— Short problem —
Say whether each statement agrees with the text below about former Buccaneers linebacker David Lewis. Answer yes or no for each, quoting the text's deciding words exactly: (a) Lewis was taken in the second round of the 1977 NFL Draft. (b) Lewis coached at Tampa Catholic High for ten years. (c) Lewis was a Pro Bowler in 1979.

— Quoted text —
______

David Lewis, Former Bucs LB: Gone Too Soon

By John Turney
Art credit: Dick Lubey
This morning the sad word spread of the passing for former Tampa Bay Buccaneer linebacker David Lewis. He was a too-young sixty-five.

According to the Associated Press (AP), Lewis coached at Tampa Catholic High from 1986 to 1990, compiling a 33-19 record and winning a district title.

At the University of Southern California Lewis was a three-year varsity letterman from 1974-76 after playing a year at San Diego City College. As a senior, he was a First-team All-Pac-8 and the year before led the Trojans in tackles (90) and left USC with two Rose Bowl championships (1975 & 1977)

He is survived by his wife and a daughter. He was predeceased by his son.

Lewis after his stardom at USC and was drafted by the Tampa Bay Buccaneers in the second-round (29th overall) of the 1977 NFL Draft by his former coach John McKay.

He started as a rookie for the Bucs and made an immediate impact and was recognized as an All-Rookie pick by Football Digest. He improved every year through 1980, making Second-team All-Pro in 1979 (As well as All-NFC) and was a Pro Bowler in 1980.

However, the wheels kind of came off after that. In 1981, after slow to the season, (he had a disciplinary issue then sprained an ankle in warmups in mid-season and it was never right the rest of the season but regained his starting job only to lose it again by season's end.

______

— Collected material —
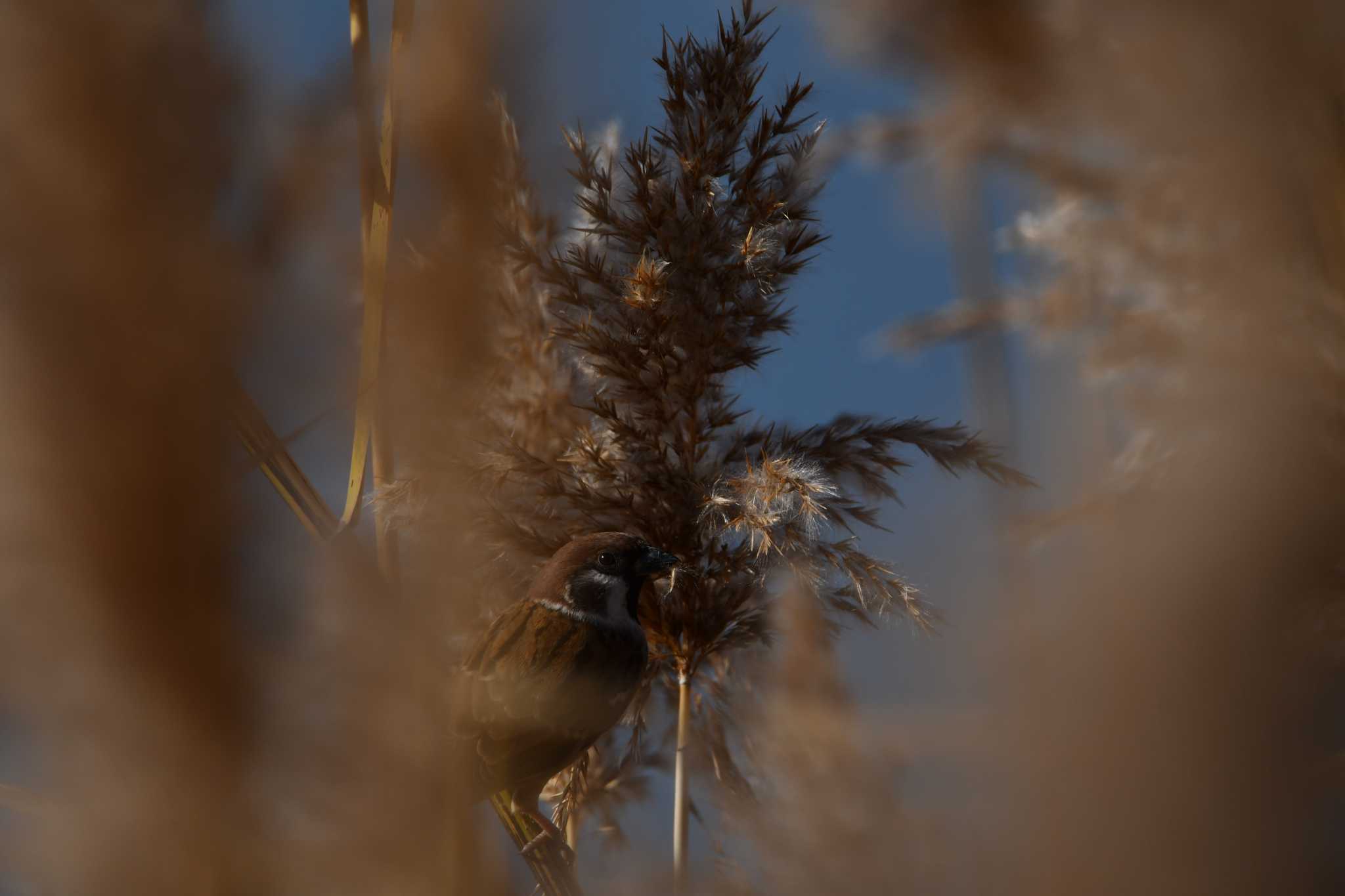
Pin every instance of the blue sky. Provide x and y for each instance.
(588, 62)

______

— Solved exercise —
(a) Yes: "drafted by the Tampa Bay Buccaneers in the second-round (29th overall) of the 1977 NFL Draft"
(b) No: "Lewis coached at Tampa Catholic High from 1986 to 1990"
(c) No: "making Second-team All-Pro in 1979 (As well as All-NFC) and was a Pro Bowler in 1980"